PROBLEMS AND TASKS.
A: According to the film review below, how does Amira earn her living?
B: Extend the film review below, picking up after its final sentence.

-- PASSAGE follows --

One night, Will chases one of the young burglars, Miro (Rafi Gavron), back to the estate flat he shares with his Bosnian refugee mother Amira (Juliette Binoche), who he befriends under false pretences to further investigate the burglaries. Amira discovers that her son robbed her new suitor's office, and that Will is married - to fretful Swede Liv (Robin Wright Penn), with whom he has an autistic daughter, Bea (Poppy Roger), whose condition makes her fond of nocturnal gymnastics.

The casting of Wright Penn and Binoche typify the two strata of London Minghella chooses to focus on. Blonde Liv is dressed in white and earthen, fair trade shades, in a well-to-do house in a leafy part of north London that seems more like a hospital than a home. Brunette Amira crams her few sticks of furniture and her tearaway son into a grim concrete place from where she ekes out a living as a seamstress. Each lives just a couple of miles from the other.

Will's workplace partner Sandy (Martin Freeman) epitomises the character traits we might have expected of a burglary victim - venting sentiments on what he'd care to do with the burglars. Will chooses to hold back, weighing up the best options for himself and everyone else involved, but his lack of passion as a character makes him awkward no matter who surrounds him.

Law balances the character nicely. Will is intelligent as well as ambitious, and while his crushing home life makes him seek out something else, he tries to reconcile the various aspects of his life so nobody suffers. He realises that Liv's moodswings are at least partly caused by her daughter's condition, and while he finds himself shut out of their inner circle, he doesn't fly off the handle about it. His way of dealing with his situation seems to involve balancing the humourless void at home with Amira's passion.

-- PASSAGE concluded --
-- LISTED RECORDS follows --

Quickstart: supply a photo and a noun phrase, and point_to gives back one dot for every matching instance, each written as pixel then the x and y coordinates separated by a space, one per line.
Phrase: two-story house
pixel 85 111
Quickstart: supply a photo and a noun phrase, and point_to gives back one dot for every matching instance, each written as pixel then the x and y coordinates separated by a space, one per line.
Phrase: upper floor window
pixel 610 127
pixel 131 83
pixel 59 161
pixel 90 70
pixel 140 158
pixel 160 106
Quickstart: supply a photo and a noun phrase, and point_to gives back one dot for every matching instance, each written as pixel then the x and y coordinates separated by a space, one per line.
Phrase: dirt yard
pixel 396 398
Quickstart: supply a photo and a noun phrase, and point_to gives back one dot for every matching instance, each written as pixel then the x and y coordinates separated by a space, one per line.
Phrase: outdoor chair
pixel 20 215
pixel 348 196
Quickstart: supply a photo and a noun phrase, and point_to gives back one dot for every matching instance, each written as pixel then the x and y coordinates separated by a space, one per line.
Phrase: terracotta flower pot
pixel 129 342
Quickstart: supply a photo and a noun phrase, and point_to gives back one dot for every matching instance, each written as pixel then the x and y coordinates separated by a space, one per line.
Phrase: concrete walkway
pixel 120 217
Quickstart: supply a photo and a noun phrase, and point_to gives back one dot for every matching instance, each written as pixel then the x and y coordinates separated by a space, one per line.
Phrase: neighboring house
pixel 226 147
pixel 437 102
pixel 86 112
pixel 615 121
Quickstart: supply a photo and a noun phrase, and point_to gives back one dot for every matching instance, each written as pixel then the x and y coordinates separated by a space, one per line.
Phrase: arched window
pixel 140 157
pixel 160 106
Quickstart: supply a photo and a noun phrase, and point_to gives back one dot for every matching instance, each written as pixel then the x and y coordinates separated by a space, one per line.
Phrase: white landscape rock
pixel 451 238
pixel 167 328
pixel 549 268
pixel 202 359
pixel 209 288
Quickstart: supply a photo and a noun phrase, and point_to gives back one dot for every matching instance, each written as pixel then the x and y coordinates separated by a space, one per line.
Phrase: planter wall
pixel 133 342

-- LISTED RECORDS concluded --

ANSWERS TO THE EXERCISES.
A: She works as a seamstress.

B:
In little more than cameo roles, Ray Winstone as an oddly understanding plod and Vera Farmiga in a star turn as an eastern European lady of the night both create narrative diversions, the former with his almost-mentoring of Miro and the latter with her pseudo-counselling of Will. Both are never less than convincing as nails on which to hang the script's multi-national authenticity.

In Breaking and Entering nothing is ever black and white. The script prefers subtle nuances of human nature to illustrate the plot, rather than dividing characters into goodies and baddies. Will does play away from home. Amira does try to blackmail him. Miro does thieve. Liv would drive anyone to the demon drink. And yet there are always reasons why these things happen. Minghella's conclusion seems to be that, rather as with London, we take the bad with the good when we know people, that nobody - and nowhere - is either perfect or terrible, that everybody and everywhere deserves a chance, an opportunity to live as themselves. The sketchy backstory for Amira and Miro's flight to London is matched by a lack of detail for how Liv came to be in her situation. That we can't know everything about everyone means we should always be prepared to learn.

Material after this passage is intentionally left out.